Request A:
In the forum thread about bullet choices, which animals does the rifle's owner plan to hunt this year?
-------- Extract to read
# Experts Needed! Bullet Question -



## CPAjeff (Dec 20, 2014)

I recently reacquired one of my favorite rifles, a Tikka T3 .270 WSM. I stopped by the local sporting goods store and picked up one box of 130 gr. Federal Power-Shok Soft Points, and one box of 130 gr. Federal Vital-Shok Trophy Copper.

The first picture is the Trophy Copper and the second picture is the Soft Points, both groups are at 100 yards. 

I plan on using this rifle for black bear, mule deer, antelope, and elk this year. If this was your gun, and these were your two bullet choices, which one would you go with and why?


----------



## oneezreiter (Mar 28, 2016)

Yours shoots like mine! Mine is 6.5x55 though. I don't pretend to be an expert but I don't think you are going to do bad with either one.


----------



## Springville Shooter (Oct 15, 2010)

Vital-Shoks as insurance for big elk. 270 WSM will be pushing pretty hard for standard constructed 130 grain bullets hitting big, dense critters.-----SS


----------



## wyogoob (Sep 7, 2007)

Nice shooting!

If that was my gun I would buy whichever one was cheaper, stop wasting ammo on targets, and spend more time practicing my stalking and other outdoor skills.

But I'm no expert.
.


----------



## CPAjeff (Dec 20, 2014)

wyogoob said:


> Nice shooting!
> 
> If that was my gun I would buy whichever one was cheaper, stop wasting ammo on targets, and spend more time practicing my stalking and other outdoor skills.
> 
> ...


Any idea on where I could go to practice my stalking skills?!? Just kidding. The antelope, deer, and elk where I live really aren't too scared of people... ;-) The bear, however, run from you like you have the plague.


----------



## wyogoob (Sep 7, 2007)

CPAjeff said:


> Any idea on where I could go to practice my stalking skills?!? *Come with me this fall; bring gun, stout horse. * Just kidding. The antelope, deer, and elk where I live really aren't too scared of people...*yes, a little* ;-) The bear, however, run from you like you have the plague. *yes, a lot *



270 WSM is a good one and I'd die to have a gun, or the eyesight, to shoot like that.


----------



## waspocrew (Nov 26, 2011)

Looks like typical boring Tikka accuracy :mrgreen:

Of the two, I'd go with the Vital Shock as well - better odds of it staying together like SS mentioned.
----------------
-------- Supplied data
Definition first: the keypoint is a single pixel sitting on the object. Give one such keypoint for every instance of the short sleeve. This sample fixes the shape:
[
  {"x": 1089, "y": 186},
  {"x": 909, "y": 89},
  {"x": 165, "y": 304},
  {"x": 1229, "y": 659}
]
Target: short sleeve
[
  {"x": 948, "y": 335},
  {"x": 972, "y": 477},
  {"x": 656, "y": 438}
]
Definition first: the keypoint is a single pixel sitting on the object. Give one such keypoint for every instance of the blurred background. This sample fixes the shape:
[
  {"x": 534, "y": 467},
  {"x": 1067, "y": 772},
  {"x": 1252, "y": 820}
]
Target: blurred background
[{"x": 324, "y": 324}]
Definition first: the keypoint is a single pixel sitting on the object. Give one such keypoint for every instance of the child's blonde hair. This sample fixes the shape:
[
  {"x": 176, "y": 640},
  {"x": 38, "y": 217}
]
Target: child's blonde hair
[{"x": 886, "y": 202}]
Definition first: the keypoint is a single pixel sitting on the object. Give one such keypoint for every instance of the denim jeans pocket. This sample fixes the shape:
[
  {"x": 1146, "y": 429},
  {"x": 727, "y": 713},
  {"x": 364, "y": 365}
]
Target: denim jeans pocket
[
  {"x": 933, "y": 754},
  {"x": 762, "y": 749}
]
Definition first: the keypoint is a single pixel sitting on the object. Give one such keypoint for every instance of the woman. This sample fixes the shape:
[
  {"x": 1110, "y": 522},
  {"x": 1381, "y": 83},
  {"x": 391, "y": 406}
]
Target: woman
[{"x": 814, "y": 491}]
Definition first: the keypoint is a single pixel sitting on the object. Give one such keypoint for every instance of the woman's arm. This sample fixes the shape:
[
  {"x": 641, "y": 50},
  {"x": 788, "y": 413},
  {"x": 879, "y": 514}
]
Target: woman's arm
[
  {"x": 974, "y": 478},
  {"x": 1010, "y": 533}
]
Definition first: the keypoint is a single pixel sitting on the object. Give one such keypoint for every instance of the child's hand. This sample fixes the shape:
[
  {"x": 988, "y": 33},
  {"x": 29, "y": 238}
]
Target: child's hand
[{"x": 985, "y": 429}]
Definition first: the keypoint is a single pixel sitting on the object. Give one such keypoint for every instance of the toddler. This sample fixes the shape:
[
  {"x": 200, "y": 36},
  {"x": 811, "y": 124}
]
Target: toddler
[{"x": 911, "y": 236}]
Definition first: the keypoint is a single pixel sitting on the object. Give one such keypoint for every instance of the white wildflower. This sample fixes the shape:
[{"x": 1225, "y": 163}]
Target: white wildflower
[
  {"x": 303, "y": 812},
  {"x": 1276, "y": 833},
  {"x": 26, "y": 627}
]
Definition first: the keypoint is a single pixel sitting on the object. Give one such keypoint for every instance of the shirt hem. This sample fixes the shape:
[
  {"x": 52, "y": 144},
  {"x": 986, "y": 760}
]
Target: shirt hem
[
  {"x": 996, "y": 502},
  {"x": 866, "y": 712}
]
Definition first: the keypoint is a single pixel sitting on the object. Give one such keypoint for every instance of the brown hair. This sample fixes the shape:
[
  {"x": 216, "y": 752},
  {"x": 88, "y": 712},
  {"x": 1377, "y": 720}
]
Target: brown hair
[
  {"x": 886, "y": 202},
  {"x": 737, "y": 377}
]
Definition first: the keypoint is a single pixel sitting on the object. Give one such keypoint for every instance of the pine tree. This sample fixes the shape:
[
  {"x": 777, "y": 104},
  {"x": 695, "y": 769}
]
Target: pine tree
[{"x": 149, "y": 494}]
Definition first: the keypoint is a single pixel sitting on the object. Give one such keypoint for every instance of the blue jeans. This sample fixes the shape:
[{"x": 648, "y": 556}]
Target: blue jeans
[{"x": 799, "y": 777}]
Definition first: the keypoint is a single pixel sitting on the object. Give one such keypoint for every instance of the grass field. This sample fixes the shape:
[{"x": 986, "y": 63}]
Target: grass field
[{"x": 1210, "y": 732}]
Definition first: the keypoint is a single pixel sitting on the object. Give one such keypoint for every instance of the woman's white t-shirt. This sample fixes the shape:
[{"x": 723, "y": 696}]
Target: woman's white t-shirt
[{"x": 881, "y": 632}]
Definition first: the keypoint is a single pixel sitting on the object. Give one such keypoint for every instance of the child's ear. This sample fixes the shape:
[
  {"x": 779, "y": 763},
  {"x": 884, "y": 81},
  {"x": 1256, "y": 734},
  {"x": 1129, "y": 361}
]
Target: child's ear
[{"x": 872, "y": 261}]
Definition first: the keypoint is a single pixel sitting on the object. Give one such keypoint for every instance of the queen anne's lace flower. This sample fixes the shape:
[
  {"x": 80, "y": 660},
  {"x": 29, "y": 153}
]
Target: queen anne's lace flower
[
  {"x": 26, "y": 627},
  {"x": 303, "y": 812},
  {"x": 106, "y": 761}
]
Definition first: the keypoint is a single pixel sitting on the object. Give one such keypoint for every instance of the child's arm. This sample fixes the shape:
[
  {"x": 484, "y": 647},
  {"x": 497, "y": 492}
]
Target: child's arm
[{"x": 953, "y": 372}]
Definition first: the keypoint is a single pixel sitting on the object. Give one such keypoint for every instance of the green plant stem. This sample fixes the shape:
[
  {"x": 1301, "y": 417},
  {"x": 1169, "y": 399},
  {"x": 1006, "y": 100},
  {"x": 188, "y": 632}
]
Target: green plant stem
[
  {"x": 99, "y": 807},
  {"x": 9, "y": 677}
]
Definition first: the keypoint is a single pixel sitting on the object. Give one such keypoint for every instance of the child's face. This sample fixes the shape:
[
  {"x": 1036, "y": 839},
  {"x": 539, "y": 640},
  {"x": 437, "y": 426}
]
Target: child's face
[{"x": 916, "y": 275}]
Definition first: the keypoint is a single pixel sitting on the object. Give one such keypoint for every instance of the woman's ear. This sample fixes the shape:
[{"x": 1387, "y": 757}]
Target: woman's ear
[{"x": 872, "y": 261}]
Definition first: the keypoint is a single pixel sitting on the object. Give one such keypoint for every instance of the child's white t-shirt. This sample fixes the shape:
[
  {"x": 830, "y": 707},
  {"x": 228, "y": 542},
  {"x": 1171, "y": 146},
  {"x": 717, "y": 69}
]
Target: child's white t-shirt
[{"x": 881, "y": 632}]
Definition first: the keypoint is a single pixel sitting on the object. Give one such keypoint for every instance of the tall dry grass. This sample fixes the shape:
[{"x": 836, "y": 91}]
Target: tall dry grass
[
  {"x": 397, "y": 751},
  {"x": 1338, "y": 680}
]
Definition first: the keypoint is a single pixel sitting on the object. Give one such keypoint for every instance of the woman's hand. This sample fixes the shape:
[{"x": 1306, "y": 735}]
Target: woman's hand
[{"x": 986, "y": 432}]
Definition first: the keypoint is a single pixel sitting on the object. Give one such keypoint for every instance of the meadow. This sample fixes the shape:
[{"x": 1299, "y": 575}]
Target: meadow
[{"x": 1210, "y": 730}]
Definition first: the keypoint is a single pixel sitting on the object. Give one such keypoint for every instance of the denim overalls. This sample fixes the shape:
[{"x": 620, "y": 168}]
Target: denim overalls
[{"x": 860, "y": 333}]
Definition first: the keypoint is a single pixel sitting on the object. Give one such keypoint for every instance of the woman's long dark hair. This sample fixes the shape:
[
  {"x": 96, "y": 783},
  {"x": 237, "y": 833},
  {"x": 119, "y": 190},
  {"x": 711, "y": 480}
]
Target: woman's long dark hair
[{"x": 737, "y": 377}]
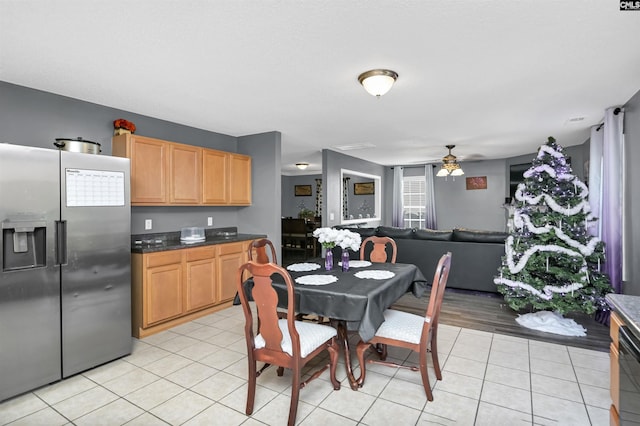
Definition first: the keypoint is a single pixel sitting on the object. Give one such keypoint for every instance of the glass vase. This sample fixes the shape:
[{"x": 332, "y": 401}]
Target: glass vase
[
  {"x": 328, "y": 260},
  {"x": 345, "y": 260}
]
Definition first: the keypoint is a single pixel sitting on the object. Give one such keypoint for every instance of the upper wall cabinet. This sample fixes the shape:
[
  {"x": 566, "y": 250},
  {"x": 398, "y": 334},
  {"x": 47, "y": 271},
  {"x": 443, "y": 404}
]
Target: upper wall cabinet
[
  {"x": 170, "y": 173},
  {"x": 240, "y": 179}
]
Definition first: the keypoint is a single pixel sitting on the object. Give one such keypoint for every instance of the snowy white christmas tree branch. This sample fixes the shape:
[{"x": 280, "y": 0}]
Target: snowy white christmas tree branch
[{"x": 547, "y": 291}]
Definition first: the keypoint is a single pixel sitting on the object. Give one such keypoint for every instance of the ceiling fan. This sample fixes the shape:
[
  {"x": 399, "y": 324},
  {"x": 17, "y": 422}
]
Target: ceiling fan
[{"x": 450, "y": 165}]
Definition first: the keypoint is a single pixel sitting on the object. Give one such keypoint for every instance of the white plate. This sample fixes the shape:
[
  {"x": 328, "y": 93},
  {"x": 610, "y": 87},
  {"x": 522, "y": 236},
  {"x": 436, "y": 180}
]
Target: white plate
[
  {"x": 375, "y": 274},
  {"x": 357, "y": 263},
  {"x": 303, "y": 267},
  {"x": 316, "y": 279}
]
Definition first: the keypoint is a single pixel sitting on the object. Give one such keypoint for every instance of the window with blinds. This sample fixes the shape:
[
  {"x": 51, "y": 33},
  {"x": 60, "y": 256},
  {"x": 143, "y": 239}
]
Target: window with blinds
[{"x": 414, "y": 200}]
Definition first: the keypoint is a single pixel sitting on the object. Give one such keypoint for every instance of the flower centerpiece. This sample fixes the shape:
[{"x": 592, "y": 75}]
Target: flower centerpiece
[
  {"x": 330, "y": 237},
  {"x": 123, "y": 126}
]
----------------
Request B:
Reproduce the entries word for word, from the line containing "the white plate." through the end of the entries.

Full response A:
Black bear, mule deer, antelope, and elk.

Full response B:
Definition first: the keypoint is a single pixel sitting on the object. Give one such keypoint for every instance of the white plate. This sample fixes the shape:
[
  {"x": 328, "y": 93},
  {"x": 610, "y": 87},
  {"x": 522, "y": 236},
  {"x": 436, "y": 180}
]
Target: white plate
[
  {"x": 375, "y": 274},
  {"x": 357, "y": 263},
  {"x": 303, "y": 267},
  {"x": 316, "y": 279}
]
Definition first: the keypoint is a single pixel sitting on the object. Give one such keypoint for every instance of the window with blinds. This sample fixes the shape:
[
  {"x": 51, "y": 33},
  {"x": 60, "y": 256},
  {"x": 143, "y": 239}
]
Target: window with blinds
[{"x": 414, "y": 200}]
Definition first: the keypoint is a single pixel sitting on the object. Give one such keypoint for every instance of the flower centerpiece. This sample fixes the shape:
[{"x": 592, "y": 75}]
Target: flower centerpiece
[
  {"x": 330, "y": 237},
  {"x": 123, "y": 126}
]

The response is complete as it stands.